AIM OF THE TASK ▸
Lay out every line of the listing below as a Markdown table with two columns, No. and Text: No. numbers each row and Text holds the line. Leave out blank lines and the pictures.

RECORDS FOR THIS EXERCISE ▸

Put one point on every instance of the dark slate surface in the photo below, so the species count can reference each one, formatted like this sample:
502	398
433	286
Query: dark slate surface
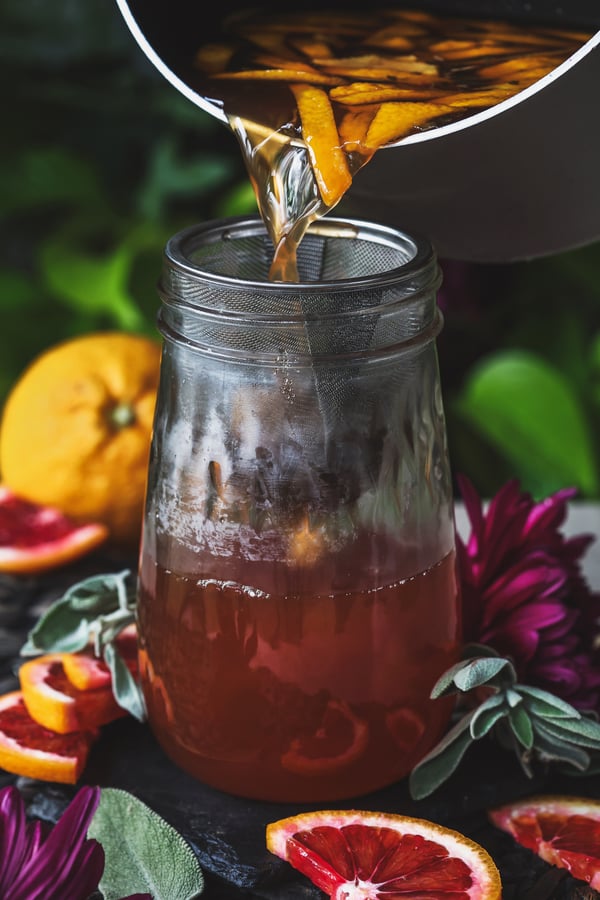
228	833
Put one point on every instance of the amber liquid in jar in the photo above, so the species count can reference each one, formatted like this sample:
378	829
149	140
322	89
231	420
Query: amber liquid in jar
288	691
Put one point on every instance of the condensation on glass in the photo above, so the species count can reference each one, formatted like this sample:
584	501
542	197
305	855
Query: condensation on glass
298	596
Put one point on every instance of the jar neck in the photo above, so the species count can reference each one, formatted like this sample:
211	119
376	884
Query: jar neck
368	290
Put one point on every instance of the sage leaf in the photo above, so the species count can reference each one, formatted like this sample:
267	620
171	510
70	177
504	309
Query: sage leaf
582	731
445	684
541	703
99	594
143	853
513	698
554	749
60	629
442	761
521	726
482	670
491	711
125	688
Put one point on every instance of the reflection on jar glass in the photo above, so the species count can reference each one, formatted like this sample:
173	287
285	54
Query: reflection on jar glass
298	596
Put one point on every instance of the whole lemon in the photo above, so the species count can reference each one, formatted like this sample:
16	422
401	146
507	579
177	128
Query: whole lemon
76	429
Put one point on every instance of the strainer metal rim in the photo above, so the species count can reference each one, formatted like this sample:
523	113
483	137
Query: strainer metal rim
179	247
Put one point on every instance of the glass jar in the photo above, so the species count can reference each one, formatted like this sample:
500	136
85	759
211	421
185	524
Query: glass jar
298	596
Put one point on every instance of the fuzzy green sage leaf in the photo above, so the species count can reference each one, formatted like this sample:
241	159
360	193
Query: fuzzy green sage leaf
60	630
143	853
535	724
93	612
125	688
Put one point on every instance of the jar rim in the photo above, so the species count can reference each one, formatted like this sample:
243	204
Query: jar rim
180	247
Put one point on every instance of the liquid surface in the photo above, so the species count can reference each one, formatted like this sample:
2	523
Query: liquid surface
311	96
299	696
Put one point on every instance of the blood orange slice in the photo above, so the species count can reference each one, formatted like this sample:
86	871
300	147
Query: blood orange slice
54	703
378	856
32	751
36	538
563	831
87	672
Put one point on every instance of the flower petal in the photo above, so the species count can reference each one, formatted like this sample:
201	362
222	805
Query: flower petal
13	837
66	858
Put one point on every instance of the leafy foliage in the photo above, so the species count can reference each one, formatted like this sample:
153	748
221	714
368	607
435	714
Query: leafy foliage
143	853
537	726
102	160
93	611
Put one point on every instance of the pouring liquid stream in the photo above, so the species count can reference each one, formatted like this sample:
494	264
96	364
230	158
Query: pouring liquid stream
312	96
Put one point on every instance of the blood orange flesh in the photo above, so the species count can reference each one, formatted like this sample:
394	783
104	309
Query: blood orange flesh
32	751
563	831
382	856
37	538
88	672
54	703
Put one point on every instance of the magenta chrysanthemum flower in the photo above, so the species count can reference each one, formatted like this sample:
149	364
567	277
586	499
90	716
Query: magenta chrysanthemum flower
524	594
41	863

SOLUTION TO THE EXERCISE ▸
| No. | Text |
|---|---|
| 1 | Put one point on every instance of the dark slate surface in the photo below, so the species count can reference each one, formatted like this sample: |
| 2 | 502	398 |
| 3 | 433	286 |
| 4 | Query: dark slate surface |
| 5 | 228	833 |
| 6 | Put one point on every instance of the amber liquid in jar in the photo above, so the species count can reference each one, formatted like this sample: |
| 7 | 378	829 |
| 8 | 149	140 |
| 9 | 322	89 |
| 10 | 231	420 |
| 11 | Query: amber liquid in jar |
| 12 | 288	691 |
| 13 | Put one point on every instance of the condensation on glass in the photo above, so the species count can reference each one, formatted like this sample: |
| 14 | 584	501 |
| 15 | 542	197 |
| 16 | 305	855 |
| 17 | Query: condensation on glass |
| 18 | 298	596 |
| 19 | Put one point on every instance of the jar neck in the photo above, so the species count can reference each one, formatted like this sample: |
| 20 | 211	119 |
| 21 | 376	884 |
| 22 | Query: jar neck |
| 23 | 368	290 |
| 24 | Put one point on every instance of the sage leaf in the photo above, so the species count can reference each one, formatted like this sample: |
| 25 | 267	620 |
| 26 | 171	510 |
| 27 | 70	177 |
| 28 | 504	309 |
| 29 | Query: sage leaf |
| 30 | 582	731 |
| 31 | 445	684 |
| 32 | 541	703 |
| 33 | 99	594 |
| 34 | 143	853 |
| 35 | 513	698 |
| 36 | 554	749 |
| 37 | 60	629 |
| 38 | 442	761 |
| 39 | 521	726 |
| 40 | 482	670 |
| 41 | 491	711 |
| 42 | 125	688 |
| 43 | Put one point on every instance of the reflection on jar glass in the photo above, so the species count can reference each one, formatted like this sample: |
| 44 | 173	287 |
| 45 | 285	54 |
| 46 | Query: reflection on jar glass |
| 47 | 298	596 |
| 48 | Put one point on every instance of the whole lemon in the photo above, so the species count can reference each one, formatted like this sample: |
| 49 | 16	422 |
| 50 | 401	146 |
| 51 | 507	579 |
| 52 | 177	128 |
| 53 | Query: whole lemon |
| 54 | 76	429 |
| 55 | Put one point on every instance of the strainer metal rim in the photo above, so the species count can reference each one, formatted like this sample: |
| 56 | 523	113 |
| 57 | 483	137 |
| 58 | Query: strainer metal rim |
| 59 | 179	247 |
| 60 | Put one point on every instance of the glass jar in the photo above, so the species count can reference each one, formatted like this sample: |
| 61 | 500	136 |
| 62 | 85	759 |
| 63 | 211	421 |
| 64 | 185	524 |
| 65 | Query: glass jar |
| 66 | 298	596 |
| 67 | Put one point on every instance of the fuzzy green sage leaf in the photo above, so the species count can reference each one, formatted like this sample: |
| 68 | 241	159 |
| 69 | 360	193 |
| 70 | Query: fuzzy green sage leaf |
| 71 | 60	630 |
| 72 | 143	853 |
| 73 | 535	724 |
| 74 | 93	612 |
| 75 | 125	688 |
| 76 | Put one point on every instance of the jar rim in the photo above, so the species count can reference each one, formatted like this sample: |
| 77 | 243	204 |
| 78 | Query: jar rim |
| 79 | 180	247 |
| 80 | Put one point on every instance of the liquid surface in the photo above, so the species count can reference each one, formatted like this sample: |
| 81 | 2	523 |
| 82 | Query: liquid surface |
| 83 | 311	96 |
| 84 | 299	696 |
| 85 | Put one point on every instance of the blood orange slice in the photo above, so the species count can reference each one, formatted like this sample: |
| 86 | 86	871 |
| 87 | 300	147 |
| 88 | Query: blood orange slice |
| 89 | 54	703 |
| 90 | 378	856 |
| 91 | 32	751 |
| 92 | 36	538 |
| 93 | 563	831 |
| 94 | 87	672 |
| 95 | Put one point on every instance of the flower petal in the photo above, so the species count can reference each one, formatted like this sample: |
| 96 | 201	362 |
| 97 | 222	805 |
| 98 | Query: flower petal |
| 99 | 13	837 |
| 100 | 66	858 |
| 101 | Put one point on every instance of the leafy foliage in the photo above, so the species count can reference each one, formatted like this sample: |
| 102 | 153	748 |
| 103 | 221	714 |
| 104 | 368	607 |
| 105 | 435	714 |
| 106 | Query: leafy foliage |
| 107 | 143	853 |
| 108 | 537	726 |
| 109 | 102	160 |
| 110 | 93	611 |
| 111 | Put one point on every instance of the pouring liquid stream in the photo above, so the species count can reference each one, formatted like this sample: |
| 112 | 494	264 |
| 113 | 96	364 |
| 114 | 230	158 |
| 115 | Query: pouring liquid stream |
| 116 | 312	96 |
| 117 | Put one point on every instance of the blood orange flesh in the photo above, so the species count can reference each one, formatted like this sample: |
| 118 | 394	783 |
| 119 | 104	309 |
| 120 | Query: blood orange flesh |
| 121 | 32	751 |
| 122 | 563	831 |
| 123 | 382	856 |
| 124 | 37	538 |
| 125 | 88	672 |
| 126 | 54	703 |
| 127 | Put one point on every instance of the magenta chrysanthemum flower in the photo above, so the species count can reference each one, formatted like this sample: |
| 128 | 149	364 |
| 129 | 567	277 |
| 130 | 586	499 |
| 131 | 90	716 |
| 132 | Query: magenta chrysanthemum flower |
| 133 | 524	594 |
| 134 | 41	863 |